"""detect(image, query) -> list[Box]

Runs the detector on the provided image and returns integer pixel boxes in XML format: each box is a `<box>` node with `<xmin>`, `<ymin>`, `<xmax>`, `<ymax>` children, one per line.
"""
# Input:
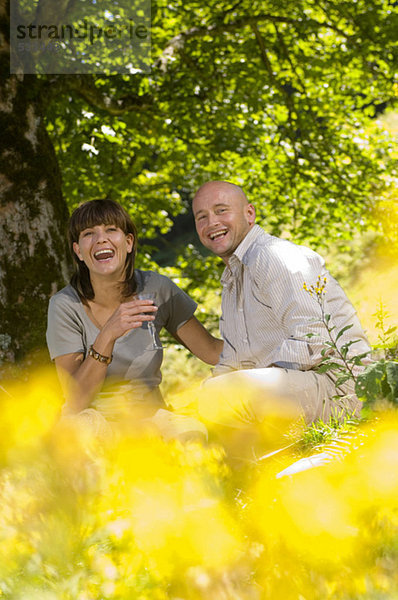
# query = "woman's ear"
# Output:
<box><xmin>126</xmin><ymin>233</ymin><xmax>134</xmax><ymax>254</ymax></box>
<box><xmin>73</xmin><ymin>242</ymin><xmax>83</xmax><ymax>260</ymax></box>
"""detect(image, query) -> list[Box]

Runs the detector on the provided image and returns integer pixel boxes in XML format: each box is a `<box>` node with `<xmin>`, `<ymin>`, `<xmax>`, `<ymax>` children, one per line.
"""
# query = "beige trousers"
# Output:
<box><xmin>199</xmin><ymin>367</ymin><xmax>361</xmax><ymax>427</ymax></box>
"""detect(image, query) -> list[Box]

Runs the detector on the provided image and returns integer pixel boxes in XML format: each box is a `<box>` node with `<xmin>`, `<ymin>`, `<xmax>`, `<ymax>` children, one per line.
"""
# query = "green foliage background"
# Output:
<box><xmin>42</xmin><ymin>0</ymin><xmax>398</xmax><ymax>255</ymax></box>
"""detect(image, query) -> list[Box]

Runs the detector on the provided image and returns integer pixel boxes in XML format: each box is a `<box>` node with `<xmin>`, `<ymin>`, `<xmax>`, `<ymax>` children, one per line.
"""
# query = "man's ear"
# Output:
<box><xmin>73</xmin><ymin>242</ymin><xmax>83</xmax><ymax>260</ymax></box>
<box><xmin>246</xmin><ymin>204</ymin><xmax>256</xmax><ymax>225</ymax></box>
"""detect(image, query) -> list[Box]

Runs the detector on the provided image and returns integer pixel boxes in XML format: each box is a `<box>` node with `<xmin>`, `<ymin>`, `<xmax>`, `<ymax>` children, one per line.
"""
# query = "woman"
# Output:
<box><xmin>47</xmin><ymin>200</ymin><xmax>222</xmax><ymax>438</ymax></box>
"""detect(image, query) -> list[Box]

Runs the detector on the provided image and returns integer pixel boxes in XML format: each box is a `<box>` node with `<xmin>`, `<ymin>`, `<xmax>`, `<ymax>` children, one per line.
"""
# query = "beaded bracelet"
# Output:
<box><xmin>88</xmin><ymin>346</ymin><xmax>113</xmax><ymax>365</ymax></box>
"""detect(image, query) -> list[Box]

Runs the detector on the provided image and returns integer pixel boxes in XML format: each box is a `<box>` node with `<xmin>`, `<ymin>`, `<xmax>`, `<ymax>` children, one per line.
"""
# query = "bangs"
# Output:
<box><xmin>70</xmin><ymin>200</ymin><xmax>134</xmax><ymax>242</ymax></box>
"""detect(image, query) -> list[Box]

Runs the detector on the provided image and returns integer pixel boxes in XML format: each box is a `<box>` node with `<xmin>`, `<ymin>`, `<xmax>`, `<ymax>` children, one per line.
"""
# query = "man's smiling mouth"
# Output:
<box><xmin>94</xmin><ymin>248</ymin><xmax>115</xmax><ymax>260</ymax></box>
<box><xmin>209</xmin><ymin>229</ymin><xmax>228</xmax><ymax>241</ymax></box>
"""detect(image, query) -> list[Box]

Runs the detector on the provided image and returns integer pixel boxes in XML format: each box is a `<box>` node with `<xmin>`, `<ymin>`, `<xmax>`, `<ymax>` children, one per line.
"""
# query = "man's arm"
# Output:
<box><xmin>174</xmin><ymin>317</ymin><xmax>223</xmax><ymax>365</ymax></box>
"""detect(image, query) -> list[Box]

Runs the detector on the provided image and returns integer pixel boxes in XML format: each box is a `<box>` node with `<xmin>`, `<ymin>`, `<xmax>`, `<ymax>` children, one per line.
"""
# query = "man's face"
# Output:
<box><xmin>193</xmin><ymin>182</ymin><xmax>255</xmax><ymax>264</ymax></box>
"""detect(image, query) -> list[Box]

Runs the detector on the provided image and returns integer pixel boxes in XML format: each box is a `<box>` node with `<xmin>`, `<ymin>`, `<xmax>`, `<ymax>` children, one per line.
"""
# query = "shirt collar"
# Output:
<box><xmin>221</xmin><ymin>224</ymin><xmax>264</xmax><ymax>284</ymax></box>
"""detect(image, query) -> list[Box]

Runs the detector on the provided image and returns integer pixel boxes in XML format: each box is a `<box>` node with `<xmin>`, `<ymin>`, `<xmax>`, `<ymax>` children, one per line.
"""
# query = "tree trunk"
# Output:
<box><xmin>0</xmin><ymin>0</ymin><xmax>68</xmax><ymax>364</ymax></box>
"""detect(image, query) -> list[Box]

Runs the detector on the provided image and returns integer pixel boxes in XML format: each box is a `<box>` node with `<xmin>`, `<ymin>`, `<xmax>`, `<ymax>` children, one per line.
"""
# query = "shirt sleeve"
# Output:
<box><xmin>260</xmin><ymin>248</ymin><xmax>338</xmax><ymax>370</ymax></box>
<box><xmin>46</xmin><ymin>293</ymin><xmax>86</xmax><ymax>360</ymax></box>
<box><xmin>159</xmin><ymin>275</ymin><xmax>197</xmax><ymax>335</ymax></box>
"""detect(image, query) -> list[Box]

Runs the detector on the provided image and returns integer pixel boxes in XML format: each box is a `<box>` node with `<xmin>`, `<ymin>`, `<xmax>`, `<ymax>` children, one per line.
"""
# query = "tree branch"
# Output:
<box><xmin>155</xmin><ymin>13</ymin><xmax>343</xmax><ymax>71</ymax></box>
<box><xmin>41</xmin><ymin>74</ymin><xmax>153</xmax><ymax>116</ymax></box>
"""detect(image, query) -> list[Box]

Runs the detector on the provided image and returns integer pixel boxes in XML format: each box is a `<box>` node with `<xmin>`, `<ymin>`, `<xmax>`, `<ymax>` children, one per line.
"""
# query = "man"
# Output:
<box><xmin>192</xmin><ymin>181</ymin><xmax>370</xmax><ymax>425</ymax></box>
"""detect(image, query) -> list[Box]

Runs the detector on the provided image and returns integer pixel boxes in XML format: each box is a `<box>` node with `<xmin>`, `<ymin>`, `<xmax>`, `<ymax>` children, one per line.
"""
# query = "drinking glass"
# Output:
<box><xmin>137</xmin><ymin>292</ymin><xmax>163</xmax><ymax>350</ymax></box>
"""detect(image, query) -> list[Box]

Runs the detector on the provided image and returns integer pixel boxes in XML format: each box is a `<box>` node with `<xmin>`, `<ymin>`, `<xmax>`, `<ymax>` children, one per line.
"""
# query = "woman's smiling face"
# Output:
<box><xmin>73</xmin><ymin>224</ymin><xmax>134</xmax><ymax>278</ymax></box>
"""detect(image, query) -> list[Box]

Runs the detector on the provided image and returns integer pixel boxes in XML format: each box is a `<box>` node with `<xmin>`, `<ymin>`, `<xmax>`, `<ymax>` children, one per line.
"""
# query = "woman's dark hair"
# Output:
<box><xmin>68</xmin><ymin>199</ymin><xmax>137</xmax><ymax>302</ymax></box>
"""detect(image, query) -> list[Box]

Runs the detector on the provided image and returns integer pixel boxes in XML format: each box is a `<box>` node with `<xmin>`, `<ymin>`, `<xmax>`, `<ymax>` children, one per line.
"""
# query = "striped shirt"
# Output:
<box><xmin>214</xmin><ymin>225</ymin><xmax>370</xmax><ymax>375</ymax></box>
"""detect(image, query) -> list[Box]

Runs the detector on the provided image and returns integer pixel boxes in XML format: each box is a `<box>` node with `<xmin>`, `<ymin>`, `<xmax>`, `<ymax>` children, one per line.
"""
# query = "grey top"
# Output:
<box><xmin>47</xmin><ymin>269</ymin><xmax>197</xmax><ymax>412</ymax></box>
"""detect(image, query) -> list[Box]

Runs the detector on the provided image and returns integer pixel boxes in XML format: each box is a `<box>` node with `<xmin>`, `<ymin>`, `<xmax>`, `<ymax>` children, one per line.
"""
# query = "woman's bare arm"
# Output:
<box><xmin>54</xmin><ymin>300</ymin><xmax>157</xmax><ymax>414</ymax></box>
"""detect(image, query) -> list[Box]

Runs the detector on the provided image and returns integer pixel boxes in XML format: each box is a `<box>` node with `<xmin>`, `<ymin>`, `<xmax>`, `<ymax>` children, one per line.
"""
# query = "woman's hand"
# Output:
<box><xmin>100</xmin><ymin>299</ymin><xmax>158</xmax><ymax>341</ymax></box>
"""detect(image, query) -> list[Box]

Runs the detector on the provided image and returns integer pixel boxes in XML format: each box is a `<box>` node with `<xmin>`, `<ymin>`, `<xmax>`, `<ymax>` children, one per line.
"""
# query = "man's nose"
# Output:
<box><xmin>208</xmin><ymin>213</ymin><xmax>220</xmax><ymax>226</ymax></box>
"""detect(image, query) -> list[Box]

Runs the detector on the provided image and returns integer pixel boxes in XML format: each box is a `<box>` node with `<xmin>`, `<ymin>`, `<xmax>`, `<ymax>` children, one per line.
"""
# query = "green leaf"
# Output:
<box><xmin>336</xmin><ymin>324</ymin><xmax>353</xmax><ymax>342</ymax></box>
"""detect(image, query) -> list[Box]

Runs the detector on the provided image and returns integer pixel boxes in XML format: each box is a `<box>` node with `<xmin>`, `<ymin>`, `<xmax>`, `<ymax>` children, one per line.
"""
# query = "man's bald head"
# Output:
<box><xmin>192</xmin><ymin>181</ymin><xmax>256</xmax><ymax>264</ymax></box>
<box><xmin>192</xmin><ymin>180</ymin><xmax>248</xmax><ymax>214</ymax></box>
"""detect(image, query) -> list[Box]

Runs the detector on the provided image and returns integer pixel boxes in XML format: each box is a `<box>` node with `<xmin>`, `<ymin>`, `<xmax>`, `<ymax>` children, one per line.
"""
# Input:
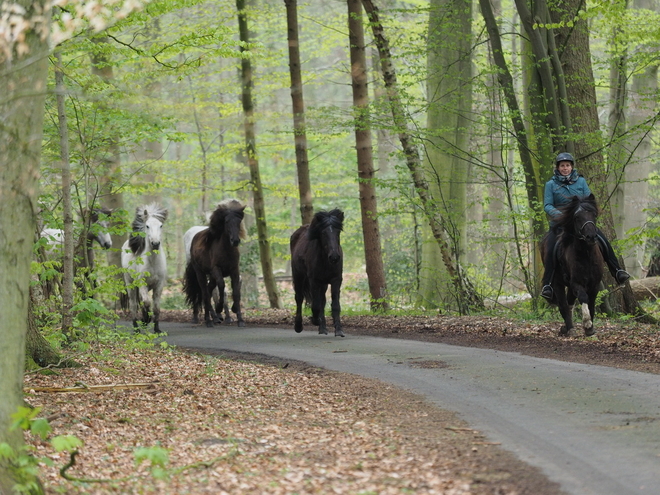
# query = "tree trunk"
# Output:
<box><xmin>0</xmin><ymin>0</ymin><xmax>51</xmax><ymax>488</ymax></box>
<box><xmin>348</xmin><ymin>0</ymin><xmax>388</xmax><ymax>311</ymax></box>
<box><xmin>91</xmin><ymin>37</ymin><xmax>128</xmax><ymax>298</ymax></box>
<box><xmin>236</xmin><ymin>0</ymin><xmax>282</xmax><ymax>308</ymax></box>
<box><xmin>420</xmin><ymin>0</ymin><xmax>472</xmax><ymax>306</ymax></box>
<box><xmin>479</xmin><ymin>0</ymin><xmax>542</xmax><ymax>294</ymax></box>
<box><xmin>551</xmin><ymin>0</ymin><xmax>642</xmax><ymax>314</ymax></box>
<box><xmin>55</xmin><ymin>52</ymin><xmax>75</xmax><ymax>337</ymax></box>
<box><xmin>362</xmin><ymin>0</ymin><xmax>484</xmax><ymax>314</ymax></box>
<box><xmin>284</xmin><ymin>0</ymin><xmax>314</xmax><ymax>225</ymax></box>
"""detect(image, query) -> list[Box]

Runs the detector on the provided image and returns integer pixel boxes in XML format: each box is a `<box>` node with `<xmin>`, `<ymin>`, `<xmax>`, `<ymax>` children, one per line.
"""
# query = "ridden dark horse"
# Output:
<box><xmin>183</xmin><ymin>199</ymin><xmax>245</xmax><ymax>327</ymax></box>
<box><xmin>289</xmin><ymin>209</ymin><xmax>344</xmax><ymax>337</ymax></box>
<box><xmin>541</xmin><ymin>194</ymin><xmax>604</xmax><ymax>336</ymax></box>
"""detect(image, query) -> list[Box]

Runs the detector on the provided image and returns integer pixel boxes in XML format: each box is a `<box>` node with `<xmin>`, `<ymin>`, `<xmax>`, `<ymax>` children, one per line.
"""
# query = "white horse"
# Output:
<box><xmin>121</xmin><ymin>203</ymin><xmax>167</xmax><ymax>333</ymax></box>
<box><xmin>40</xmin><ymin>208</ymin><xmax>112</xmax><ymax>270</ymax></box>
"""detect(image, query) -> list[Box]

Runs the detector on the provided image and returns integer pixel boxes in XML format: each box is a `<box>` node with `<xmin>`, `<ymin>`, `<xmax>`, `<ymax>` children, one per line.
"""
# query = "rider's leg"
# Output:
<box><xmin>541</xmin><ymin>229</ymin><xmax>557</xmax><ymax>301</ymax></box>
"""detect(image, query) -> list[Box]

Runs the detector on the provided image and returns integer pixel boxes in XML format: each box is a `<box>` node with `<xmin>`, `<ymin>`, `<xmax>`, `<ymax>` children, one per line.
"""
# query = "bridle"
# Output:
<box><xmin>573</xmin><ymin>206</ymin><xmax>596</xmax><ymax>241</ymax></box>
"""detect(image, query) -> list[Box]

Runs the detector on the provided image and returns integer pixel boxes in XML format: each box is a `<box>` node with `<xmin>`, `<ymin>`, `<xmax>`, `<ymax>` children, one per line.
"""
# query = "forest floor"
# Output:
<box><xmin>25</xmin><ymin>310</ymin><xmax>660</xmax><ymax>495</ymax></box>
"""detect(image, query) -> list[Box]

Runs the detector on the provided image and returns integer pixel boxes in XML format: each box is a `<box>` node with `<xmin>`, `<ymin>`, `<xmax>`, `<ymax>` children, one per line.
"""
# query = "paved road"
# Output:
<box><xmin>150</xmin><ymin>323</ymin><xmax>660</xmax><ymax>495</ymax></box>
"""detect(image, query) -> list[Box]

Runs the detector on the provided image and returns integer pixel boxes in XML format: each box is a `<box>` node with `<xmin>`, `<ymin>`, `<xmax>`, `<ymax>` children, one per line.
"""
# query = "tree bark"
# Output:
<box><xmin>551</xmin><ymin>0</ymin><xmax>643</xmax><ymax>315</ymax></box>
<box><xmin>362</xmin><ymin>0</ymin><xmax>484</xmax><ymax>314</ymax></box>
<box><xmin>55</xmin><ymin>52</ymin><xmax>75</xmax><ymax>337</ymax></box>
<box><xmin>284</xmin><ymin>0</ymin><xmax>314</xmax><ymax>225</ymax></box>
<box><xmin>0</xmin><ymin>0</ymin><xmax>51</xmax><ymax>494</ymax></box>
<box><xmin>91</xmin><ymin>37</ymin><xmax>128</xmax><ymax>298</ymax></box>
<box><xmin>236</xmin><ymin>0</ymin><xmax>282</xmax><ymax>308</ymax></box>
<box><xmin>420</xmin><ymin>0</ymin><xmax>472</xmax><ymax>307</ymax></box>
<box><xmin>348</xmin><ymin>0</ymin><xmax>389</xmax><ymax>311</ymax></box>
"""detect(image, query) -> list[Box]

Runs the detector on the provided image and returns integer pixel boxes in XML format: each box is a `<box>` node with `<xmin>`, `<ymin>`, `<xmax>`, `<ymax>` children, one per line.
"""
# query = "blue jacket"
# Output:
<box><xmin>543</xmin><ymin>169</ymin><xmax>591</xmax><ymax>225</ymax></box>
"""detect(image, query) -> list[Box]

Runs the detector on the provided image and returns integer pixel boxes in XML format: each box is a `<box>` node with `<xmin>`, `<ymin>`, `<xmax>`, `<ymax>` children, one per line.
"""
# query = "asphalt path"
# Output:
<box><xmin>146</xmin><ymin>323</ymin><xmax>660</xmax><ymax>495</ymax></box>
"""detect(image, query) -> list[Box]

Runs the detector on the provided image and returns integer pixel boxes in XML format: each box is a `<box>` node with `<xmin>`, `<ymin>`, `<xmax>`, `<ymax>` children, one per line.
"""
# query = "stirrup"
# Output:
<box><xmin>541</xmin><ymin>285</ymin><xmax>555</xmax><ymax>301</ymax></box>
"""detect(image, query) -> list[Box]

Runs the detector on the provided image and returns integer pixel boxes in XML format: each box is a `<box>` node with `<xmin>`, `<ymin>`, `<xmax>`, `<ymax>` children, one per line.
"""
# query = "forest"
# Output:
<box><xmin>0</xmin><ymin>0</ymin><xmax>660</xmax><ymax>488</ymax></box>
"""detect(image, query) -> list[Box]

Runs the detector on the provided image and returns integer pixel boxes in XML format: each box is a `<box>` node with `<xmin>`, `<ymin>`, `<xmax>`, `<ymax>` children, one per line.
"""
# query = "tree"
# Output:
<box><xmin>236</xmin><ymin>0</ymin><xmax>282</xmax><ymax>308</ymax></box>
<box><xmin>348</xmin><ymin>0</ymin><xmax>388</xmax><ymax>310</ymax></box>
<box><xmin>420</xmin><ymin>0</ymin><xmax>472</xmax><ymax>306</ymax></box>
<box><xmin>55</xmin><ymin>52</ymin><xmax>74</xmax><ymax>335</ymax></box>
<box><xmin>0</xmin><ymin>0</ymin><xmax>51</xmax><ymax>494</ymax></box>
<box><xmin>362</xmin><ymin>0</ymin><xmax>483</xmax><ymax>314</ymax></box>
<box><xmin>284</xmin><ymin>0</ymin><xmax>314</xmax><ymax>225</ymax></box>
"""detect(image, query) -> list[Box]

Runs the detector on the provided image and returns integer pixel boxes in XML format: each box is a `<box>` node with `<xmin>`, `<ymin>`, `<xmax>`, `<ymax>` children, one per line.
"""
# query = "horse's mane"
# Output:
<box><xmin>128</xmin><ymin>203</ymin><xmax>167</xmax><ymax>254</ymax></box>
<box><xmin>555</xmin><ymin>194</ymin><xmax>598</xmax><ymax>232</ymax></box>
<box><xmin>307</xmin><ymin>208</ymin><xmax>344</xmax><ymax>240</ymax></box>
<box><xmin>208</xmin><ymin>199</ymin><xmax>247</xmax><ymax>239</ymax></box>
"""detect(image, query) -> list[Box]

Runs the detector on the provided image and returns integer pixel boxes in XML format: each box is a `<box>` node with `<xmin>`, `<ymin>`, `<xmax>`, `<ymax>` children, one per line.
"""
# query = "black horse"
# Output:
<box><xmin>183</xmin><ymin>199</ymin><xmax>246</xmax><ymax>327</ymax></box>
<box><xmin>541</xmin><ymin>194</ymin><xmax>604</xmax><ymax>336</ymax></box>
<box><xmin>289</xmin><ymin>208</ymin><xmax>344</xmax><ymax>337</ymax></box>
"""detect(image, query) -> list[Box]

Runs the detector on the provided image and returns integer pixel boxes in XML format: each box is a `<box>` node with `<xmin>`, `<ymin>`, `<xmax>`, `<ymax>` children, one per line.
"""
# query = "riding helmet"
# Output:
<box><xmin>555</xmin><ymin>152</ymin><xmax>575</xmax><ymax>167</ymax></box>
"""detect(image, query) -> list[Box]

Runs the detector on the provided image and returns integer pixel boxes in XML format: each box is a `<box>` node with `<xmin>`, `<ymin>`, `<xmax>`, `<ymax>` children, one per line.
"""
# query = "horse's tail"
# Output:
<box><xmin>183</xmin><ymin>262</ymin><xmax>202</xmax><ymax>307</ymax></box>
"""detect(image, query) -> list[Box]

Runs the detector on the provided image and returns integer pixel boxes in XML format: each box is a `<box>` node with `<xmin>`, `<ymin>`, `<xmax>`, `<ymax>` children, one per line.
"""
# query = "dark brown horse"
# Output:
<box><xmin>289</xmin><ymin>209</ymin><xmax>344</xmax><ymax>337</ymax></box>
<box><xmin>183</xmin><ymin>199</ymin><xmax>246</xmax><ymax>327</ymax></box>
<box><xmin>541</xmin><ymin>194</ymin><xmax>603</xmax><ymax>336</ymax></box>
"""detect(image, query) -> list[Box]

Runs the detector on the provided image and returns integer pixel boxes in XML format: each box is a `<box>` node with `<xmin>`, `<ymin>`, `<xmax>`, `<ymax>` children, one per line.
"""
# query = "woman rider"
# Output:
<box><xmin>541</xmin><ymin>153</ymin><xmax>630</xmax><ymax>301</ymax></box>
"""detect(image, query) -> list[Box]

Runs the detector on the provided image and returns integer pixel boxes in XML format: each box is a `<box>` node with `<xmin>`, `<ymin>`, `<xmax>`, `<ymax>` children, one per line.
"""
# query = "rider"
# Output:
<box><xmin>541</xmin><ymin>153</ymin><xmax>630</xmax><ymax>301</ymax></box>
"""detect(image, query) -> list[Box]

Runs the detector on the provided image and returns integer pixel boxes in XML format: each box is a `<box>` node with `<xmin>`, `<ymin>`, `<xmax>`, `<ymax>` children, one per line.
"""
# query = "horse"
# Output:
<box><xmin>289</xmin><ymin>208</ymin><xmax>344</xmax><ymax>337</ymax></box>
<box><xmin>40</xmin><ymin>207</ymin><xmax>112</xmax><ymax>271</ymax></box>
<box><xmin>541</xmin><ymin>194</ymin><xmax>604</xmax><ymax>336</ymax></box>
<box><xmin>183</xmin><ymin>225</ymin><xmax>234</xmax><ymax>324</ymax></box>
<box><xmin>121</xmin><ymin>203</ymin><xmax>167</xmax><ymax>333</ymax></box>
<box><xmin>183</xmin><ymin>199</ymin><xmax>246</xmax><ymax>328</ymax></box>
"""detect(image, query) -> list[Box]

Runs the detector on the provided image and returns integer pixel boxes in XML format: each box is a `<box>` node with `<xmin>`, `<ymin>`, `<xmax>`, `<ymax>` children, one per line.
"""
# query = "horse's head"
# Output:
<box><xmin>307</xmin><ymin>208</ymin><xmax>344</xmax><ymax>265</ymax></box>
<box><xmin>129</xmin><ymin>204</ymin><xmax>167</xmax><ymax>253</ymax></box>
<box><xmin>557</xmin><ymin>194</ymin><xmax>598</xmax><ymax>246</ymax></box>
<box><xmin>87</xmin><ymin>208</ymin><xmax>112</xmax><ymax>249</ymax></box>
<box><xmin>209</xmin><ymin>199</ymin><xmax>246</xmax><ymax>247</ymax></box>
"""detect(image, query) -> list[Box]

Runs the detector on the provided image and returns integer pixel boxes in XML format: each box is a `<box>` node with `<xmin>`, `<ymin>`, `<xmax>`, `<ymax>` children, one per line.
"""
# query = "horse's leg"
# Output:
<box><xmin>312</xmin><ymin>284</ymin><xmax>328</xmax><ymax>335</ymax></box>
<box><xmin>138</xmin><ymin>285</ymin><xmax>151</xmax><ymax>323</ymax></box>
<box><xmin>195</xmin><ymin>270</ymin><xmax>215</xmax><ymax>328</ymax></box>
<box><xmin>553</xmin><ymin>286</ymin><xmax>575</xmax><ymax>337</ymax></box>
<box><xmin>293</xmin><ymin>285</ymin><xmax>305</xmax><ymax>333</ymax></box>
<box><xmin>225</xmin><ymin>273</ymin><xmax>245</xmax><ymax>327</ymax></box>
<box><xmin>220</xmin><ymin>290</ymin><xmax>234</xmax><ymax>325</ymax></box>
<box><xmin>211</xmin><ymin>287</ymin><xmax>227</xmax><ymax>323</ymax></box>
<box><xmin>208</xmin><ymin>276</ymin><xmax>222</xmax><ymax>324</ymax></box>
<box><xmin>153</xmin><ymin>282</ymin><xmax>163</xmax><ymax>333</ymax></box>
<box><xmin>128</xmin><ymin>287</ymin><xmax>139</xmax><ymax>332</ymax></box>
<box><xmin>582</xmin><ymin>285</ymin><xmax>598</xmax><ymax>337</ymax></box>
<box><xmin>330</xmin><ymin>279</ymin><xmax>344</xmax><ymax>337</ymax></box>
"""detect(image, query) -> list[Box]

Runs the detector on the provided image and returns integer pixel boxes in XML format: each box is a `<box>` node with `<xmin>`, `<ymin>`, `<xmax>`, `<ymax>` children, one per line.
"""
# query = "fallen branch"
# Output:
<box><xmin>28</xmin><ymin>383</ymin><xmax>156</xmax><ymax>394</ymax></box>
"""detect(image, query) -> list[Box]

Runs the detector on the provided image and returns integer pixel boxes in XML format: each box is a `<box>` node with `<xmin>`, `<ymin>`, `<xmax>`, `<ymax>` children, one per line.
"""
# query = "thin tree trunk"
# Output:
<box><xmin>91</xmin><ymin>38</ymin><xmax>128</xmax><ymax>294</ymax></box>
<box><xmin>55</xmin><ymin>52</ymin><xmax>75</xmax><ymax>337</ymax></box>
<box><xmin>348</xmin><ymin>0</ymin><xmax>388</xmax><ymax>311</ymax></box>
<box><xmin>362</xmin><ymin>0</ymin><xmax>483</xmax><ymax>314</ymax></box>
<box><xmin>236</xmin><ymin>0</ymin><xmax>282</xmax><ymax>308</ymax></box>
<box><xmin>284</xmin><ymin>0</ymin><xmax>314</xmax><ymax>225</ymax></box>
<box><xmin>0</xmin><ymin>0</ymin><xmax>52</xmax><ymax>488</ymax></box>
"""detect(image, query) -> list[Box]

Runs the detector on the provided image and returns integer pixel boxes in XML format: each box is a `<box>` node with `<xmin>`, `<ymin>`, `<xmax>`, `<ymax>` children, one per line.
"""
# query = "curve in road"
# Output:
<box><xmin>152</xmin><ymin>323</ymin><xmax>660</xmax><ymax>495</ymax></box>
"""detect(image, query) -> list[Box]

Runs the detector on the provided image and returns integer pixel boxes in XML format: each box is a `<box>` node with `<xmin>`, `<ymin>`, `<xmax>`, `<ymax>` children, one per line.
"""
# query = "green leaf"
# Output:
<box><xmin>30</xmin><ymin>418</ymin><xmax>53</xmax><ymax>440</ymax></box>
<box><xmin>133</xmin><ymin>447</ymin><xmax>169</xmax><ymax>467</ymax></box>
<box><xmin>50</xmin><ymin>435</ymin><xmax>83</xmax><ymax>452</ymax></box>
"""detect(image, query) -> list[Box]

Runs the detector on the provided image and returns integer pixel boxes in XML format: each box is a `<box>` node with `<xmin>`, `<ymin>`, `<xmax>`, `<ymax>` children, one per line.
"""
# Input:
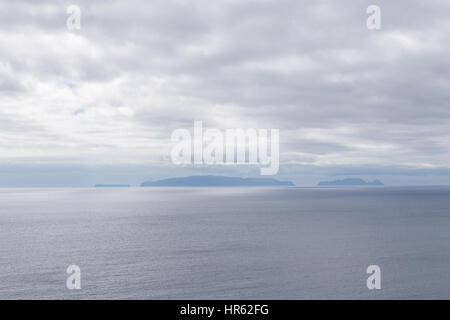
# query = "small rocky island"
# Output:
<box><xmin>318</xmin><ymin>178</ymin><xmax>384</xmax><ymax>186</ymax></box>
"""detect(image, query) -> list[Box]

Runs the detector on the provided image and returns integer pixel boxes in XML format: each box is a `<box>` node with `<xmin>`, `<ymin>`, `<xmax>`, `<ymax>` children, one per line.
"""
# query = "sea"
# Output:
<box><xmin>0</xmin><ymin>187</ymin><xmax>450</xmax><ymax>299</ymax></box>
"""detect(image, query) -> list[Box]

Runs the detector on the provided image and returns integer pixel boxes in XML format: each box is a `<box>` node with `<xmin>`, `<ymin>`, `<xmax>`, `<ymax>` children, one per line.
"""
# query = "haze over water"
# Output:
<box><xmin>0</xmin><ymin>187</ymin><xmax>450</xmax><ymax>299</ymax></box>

....

THE PROBLEM
Can you locate every line in the records that contains the word "branch" and copy each of those lines?

RESPONSE
# query = "tree branch"
# query = "fallen branch"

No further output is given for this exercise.